[Location identification items]
::::::::

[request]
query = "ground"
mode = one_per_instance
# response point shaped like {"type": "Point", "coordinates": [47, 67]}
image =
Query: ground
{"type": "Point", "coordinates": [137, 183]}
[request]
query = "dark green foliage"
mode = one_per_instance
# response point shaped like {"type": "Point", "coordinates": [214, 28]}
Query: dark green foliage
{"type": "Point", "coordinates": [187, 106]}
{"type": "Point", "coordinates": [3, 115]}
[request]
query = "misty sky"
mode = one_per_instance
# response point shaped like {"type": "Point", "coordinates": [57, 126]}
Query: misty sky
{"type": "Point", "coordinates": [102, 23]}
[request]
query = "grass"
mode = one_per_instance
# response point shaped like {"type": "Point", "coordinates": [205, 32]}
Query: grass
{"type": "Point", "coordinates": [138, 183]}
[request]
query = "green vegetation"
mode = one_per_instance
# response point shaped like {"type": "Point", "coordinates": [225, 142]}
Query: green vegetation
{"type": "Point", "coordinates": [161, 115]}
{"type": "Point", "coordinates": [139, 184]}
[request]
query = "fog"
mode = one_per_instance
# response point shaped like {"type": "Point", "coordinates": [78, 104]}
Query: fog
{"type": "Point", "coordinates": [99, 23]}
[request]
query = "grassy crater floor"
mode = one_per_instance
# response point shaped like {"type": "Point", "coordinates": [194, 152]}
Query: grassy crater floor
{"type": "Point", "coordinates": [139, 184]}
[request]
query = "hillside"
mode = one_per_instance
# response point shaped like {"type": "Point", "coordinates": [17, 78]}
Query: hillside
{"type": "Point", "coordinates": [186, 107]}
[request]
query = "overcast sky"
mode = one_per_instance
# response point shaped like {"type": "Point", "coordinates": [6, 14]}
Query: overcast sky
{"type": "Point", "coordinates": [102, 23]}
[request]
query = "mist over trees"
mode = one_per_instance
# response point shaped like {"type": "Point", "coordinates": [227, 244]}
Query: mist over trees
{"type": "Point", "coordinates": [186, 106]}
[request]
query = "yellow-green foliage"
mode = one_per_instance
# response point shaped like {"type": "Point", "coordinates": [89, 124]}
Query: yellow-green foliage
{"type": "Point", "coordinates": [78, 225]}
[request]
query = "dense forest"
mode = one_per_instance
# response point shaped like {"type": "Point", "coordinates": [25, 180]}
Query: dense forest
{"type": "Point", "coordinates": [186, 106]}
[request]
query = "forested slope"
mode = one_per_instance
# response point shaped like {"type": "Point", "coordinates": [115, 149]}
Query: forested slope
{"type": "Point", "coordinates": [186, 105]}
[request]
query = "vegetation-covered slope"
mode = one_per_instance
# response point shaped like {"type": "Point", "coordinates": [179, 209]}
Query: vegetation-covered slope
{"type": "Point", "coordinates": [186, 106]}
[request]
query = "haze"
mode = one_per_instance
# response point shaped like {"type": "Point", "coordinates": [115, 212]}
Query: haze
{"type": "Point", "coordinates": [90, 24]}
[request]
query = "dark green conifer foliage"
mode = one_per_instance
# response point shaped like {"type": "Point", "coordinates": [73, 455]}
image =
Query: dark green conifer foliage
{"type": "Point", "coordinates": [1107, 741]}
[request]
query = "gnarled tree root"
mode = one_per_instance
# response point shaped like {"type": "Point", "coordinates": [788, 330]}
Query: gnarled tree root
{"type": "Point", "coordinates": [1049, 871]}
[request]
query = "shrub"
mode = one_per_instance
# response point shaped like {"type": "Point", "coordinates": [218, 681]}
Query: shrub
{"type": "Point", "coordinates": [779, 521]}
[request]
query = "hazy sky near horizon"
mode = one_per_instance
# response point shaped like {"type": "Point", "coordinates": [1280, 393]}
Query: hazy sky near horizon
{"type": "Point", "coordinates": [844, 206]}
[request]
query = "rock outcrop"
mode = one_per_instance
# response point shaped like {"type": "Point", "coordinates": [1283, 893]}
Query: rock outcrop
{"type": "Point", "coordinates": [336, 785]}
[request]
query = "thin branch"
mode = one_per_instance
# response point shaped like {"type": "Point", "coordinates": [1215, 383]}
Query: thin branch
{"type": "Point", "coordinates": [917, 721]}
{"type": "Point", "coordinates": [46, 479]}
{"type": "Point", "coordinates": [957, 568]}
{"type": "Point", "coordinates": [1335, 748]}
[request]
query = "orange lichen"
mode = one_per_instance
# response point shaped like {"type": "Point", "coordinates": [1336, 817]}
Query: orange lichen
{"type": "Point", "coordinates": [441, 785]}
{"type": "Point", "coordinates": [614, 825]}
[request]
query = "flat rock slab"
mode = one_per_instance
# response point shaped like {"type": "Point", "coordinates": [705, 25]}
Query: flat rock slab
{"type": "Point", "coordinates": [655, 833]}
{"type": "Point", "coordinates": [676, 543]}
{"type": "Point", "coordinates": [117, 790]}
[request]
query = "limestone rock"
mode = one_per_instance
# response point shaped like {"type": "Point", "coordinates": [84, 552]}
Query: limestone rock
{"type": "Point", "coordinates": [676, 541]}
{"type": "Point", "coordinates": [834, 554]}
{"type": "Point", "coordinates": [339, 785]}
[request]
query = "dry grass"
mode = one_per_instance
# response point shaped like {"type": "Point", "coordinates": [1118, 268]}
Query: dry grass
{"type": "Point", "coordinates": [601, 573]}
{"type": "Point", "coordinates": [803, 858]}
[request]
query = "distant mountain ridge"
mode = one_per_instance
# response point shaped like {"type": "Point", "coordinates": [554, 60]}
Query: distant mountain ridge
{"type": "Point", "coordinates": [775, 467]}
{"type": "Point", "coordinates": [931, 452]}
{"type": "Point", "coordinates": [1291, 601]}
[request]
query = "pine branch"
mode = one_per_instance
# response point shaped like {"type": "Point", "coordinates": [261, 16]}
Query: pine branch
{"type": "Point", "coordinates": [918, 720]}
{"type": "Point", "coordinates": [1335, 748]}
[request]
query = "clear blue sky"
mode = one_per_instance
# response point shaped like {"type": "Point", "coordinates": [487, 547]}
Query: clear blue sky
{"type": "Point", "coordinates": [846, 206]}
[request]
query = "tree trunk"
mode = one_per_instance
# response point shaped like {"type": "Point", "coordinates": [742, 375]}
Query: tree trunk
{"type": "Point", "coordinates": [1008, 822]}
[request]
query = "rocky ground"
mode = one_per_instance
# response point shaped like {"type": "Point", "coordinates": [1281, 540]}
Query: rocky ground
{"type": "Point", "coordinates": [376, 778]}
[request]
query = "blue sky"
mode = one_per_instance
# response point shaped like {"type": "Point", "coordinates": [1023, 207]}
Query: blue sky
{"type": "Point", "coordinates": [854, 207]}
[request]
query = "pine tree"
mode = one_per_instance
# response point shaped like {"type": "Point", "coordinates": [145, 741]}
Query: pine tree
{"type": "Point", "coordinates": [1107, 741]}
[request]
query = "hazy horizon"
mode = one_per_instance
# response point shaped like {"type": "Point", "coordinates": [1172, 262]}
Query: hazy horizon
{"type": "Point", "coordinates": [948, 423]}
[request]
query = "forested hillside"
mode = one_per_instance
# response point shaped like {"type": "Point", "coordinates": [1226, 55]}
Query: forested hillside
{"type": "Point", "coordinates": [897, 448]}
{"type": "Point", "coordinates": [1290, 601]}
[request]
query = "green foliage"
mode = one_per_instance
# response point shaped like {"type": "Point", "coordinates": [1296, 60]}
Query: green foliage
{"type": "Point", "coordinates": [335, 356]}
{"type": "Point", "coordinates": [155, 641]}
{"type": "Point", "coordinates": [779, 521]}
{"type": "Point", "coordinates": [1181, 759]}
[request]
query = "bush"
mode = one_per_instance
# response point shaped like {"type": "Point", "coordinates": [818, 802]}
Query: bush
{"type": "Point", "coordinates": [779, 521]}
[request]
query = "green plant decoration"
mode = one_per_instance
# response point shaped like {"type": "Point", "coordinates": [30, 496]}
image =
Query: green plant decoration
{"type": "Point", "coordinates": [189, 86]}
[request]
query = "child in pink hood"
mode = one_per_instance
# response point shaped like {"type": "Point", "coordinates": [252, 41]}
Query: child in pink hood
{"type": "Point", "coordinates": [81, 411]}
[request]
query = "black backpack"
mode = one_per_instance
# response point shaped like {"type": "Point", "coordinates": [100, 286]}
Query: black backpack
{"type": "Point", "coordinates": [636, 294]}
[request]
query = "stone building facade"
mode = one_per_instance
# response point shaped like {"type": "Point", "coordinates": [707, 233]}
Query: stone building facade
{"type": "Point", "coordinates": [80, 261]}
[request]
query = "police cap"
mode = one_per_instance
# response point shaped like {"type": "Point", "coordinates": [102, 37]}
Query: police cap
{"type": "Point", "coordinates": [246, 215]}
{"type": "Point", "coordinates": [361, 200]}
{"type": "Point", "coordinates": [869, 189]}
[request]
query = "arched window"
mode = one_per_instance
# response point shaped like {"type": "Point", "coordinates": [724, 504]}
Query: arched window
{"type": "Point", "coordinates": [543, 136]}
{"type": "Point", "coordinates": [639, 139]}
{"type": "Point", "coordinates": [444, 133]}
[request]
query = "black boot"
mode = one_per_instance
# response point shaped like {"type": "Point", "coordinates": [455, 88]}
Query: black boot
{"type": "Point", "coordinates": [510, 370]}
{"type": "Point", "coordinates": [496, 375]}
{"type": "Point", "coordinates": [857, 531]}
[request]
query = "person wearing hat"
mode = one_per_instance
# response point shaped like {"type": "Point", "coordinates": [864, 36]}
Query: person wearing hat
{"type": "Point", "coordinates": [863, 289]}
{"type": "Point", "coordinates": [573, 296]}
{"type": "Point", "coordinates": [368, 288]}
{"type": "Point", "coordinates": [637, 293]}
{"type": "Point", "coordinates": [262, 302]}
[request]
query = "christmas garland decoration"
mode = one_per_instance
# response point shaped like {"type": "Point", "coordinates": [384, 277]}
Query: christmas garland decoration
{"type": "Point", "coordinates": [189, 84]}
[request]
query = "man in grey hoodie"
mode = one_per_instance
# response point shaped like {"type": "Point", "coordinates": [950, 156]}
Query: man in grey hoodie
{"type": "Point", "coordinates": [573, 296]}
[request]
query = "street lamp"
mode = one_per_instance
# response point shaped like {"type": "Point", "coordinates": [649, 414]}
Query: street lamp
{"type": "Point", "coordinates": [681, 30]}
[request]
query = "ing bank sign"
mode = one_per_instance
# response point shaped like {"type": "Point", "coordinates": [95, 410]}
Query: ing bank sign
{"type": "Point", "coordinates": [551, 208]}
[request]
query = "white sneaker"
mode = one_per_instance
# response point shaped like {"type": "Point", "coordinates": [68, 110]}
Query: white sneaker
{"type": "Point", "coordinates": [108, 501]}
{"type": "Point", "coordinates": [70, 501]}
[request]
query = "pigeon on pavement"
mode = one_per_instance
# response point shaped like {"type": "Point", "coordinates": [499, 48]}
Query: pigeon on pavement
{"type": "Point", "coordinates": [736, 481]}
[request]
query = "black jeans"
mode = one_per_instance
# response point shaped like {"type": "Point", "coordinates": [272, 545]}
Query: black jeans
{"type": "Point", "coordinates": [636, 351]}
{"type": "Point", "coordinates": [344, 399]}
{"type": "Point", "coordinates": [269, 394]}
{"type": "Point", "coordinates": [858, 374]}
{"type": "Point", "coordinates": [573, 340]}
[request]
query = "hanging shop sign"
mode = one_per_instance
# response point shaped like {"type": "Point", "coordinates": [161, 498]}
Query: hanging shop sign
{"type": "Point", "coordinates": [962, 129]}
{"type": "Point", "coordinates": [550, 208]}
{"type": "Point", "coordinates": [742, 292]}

::::::::

Aim of the exercise:
Locate every line in the location identification items above that contains the string "sign", matching case exactly, and copy each one.

Worked answer:
query = "ing bank sign"
Query: ing bank sign
query = "hanging shop sign"
Query: hanging shop sign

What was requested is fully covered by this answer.